_DOCUMENT SEGMENT_:
Don't Push, Allow
Two days ago I couldn't sleep. Not too surprising for a woman who is in her ninth month of pregnancy. But I knew this was not the baby as much as my state of mind. A day earlier had been one of those days where nothing went right. I had an agenda and the world was apparently not on my side—the computer was being slow, my puppy frisky, my body complaining, my mind racing, and my spirit...well...not altogether present.
So, at 3:00am, I got up, found a blanket, sat on my couch, and meditated. The message I received was "Don't push. Allow." Rather immediately, I knew I was hearing truth. My body relaxed. I felt a burden lifted. I was free...humbled. My ego, with its idea of the way things should go, had gotten ahead of me again. As I released this, my breath became easy and a feeling of gratitude washed over me.
Later in the morning, while walking my puppy through the woods, I noticed a majestic beauty that had escaped me the day earlier. Honoring my duty as a new puppy owner, I was available for my puppy's needs and he responded with a day of ease and grace. I felt like a happy mama. And I got a lot more done on this day of surrendering the need to get it all done. My so-called physical "symptoms of pregnancy" disappeared. I was energized and peaceful. That night, I slept like a dog.

_PROVIDED RECORDS_:
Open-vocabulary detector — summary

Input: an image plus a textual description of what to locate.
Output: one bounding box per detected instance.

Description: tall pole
---
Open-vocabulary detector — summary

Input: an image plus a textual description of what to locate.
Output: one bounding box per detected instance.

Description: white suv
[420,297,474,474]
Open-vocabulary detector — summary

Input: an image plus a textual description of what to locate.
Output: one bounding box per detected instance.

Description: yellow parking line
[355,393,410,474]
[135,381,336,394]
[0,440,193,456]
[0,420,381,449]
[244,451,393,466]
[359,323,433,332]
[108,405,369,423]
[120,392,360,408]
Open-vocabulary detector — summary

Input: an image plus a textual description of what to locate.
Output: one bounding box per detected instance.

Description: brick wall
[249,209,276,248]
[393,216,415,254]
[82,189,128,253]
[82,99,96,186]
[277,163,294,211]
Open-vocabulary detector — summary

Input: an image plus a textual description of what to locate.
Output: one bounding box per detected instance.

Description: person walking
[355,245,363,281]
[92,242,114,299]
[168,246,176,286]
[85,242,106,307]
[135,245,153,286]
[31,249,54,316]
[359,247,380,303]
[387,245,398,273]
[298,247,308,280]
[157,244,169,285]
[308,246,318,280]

_QUESTIONS TO ANSWER_:
(a) In the "Don't Push, Allow" essay, what was the message received during the meditation at 3:00am?
(b) Reproduce the "Don't Push, Allow" essay word for word, everything from "So, at 3:00am, I" down to "like a dog.".
(c) Carry the "Don't Push, Allow" essay forward, picking up right after its last sentence.

_LIST OF ANSWERS_:
(a) "Don't push. Allow."

(b)
So, at 3:00am, I got up, found a blanket, sat on my couch, and meditated. The message I received was "Don't push. Allow." Rather immediately, I knew I was hearing truth. My body relaxed. I felt a burden lifted. I was free...humbled. My ego, with its idea of the way things should go, had gotten ahead of me again. As I released this, my breath became easy and a feeling of gratitude washed over me.
Later in the morning, while walking my puppy through the woods, I noticed a majestic beauty that had escaped me the day earlier. Honoring my duty as a new puppy owner, I was available for my puppy's needs and he responded with a day of ease and grace. I felt like a happy mama. And I got a lot more done on this day of surrendering the need to get it all done. My so-called physical "symptoms of pregnancy" disappeared. I was energized and peaceful. That night, I slept like a dog.

(c)
Last month, while reviewing Yoga's niyamas or observances in Yoga class, I was interested to learn from the majority of students that the niyama they most struggle with, and need to cultivate, is ishvara pranidhana (to surrender). They laughed at themselves as they agreed with one another. It's nice to laugh at ourselves on our Yoga journey—we are laughing at that part of ourselves we know is not really who we are. And once we do this, we can let it go and merge once again with the flow of that which is beyond our understanding. And much more fun, really.
We are reminded, again and again, that this is a practice. We recommit to our Yoga living every day. The same is true of our meditation—it doesn't necessarily get easier and we are reminded again that the purpose of life is not to find happiness, or ease, but wisdom.